• **WORK INSTRUCTIONS**:
- A) List every keyboard shortcut in the forum thread about ATI graphics drivers, along with the action each one performs.
- B) Write the next part of the forum thread about ATI graphics drivers, picking up right after its last line.

• **TEXT**:
Just a note on the keyboard shortcuts for copying, cutting & pasting, which is particularly useful when you want to reuse a persons quote=name (as mentioned earlier in this post) to break up their post so as to add your replies.

Drag the mouse cursor with the left mouse button depressed, to highlight the desired text, then manipulate it with the following keyboard shortcuts:

copy = "Ctrl" & "c"
paste = "Ctrl" & "v"
cut = "Ctrl" & "x"

you can of course paste what you have cut. You probably know that stuff, but it is not hard for me to type it & it just might be useful.

All the best. :)

Nerd King
December 6th, 2009, 03:47 PM
Far as I know HD3000 and 4000 series is good but the only way is to try it and see. Maybe install on a flash drive (clean) and run from there, see how it goes. If it plays nice, then try it on your main box. As I say, it's bumped stability right up for me, 32 is a fantastic kernel, and could be a real big deal for linux, the time when all 3 graphics cards have quality driver support.

Nerd King
December 6th, 2009, 03:59 PM
Probably should have posted on this thread but I was excited.. anyway http://ubuntuforums.org/showthread.php?p=8450093#post8450093 for some info on getting 3D under open-source drivers. Tested in Karmic on a ATI HD4570 and I think it'll probably work on anything HD3000/4000 series. Good luck chaps..


Procedure:
1. System -> Hardware Drivers -> Deactivate any ATI drivers and restart
2. Go to http://kernel.ubuntu.com/~kernel-ppa/mainline/v2.6.32/ (http://kernel.ubuntu.com/%7Ekernel-ppa/mainline/v2.6.32/)
3. Download and execute the following (in this order, switch to 64 if need be)
- linux-headers...all.deb
- linux-headers..generic..i386.deb
- linux-image....i386.deb
4. Restart
5. Add the xorg-edgers PPA (https://launchpad.net/~xorg-edgers/+archive/ppa (https://launchpad.net/%7Exorg-edgers/+archive/ppa)), update, upgrade.
6. Reboot.
7. Profit.

AllRadioisDead
December 6th, 2009, 07:09 PM
Far as I know HD3000 and 4000 series is good but the only way is to try it and see. Maybe install on a flash drive (clean) and run from there, see how it goes. If it plays nice, then try it on your main box. As I say, it's bumped stability right up for me, 32 is a fantastic kernel, and could be a real big deal for linux, the time when all 3 graphics cards have quality driver support.
Maybe I'll get around to testing it on my 4850 sometime soon. Looks promising.

Ylon
December 6th, 2009, 09:21 PM
Unluckly, this don't fix the situation for some legacy ATI.. my [Radeon Mobility 7500] still crashes Googleeart and so, go on (blender&co).

I had to force a revert back to x-retro ppa repository.


Now I've a problem, each time I try a apt-get upgrade it ask me to update all the xorg from ~xorg-edgers repository.
How can I avoid that?

deb http://ppa.launchpad.net/ubuntu-x-swat/x-retro/ubuntu karmic main
#deb http://ppa.launchpad.net/xorg-edgers/ppa/ubuntu karmic main

These are the ppa lines in my sources.list.

• **GIVEN DATA**:
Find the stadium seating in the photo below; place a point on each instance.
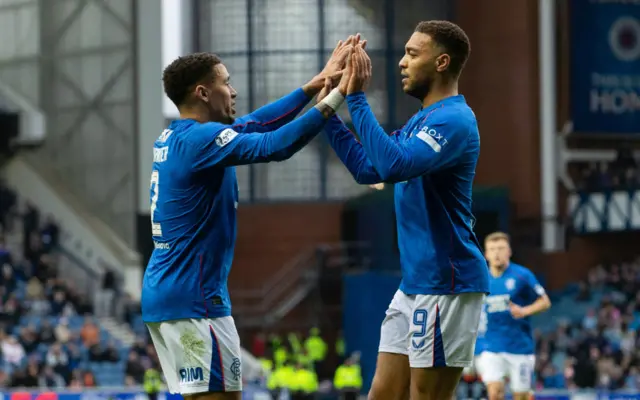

• **WRITTEN ANSWERS**:
- A)
- Copy: "Ctrl" & "c"
- Paste: "Ctrl" & "v"
- Cut: "Ctrl" & "x"

- B)
diaa
December 6th, 2009, 10:03 PM
I'd appreciate any info about gaming performance with ATI HD 3xxx, I have ATI HD 3300(not high-end I know) and I'm not satisfied with the performance of ATI's proprietary Linux drivers(FPS is significantly better on Windows using the same card)

Chame_Wizard
December 6th, 2009, 11:22 PM
So I've been having nightmares with 2.6.31 and tried 2.6.30 with the same problem, my wi-fi kept locking the system. 2.6.32 fixes that, but even better, it gives me open source ATI drivers and lovely 3D with no proprietary driver. Absolutely superb it is too, Compiz is flying around nicely, will test some games later but it feels very snappy. Btw it's not compatible with the proprietary ATI drivers which is why I tried the open ones. I'm glad I did now!

I've run the usual crash conditions and it coped fine so it looks good.

Procedure:
1. System -> Hardware Drivers -> Deactivate any ATI drivers and restart
2. Go to http://kernel.ubuntu.com/~kernel-ppa/mainline/v2.6.32/ (http://kernel.ubuntu.com/%7Ekernel-ppa/mainline/v2.6.32/)
3. Download and execute the following (in this order, switch to 64 if need be)
- linux-headers...all.deb
- linux-headers..generic..i386.deb
- linux-image....i386.deb
4. Restart
5. Add the xorg-edgers PPA (https://launchpad.net/~xorg-edgers/+archive/ppa (https://launchpad.net/%7Exorg-edgers/+archive/ppa)), update, upgrade.
6. Reboot.
7. Profit.

Thanks by the way

Xbehave
December 6th, 2009, 11:24 PM
I need more crack on my cornflakes^H^H^H xorg, is there a way to get mpx on karmic?

BTW is the 2.6.32 important? I'm still struggling with an audio problem (custom kernel, probably my fault), but i get ~100/200FPS on 2.6.31 on an old internal card (RS482 [Radeon Xpress 200M])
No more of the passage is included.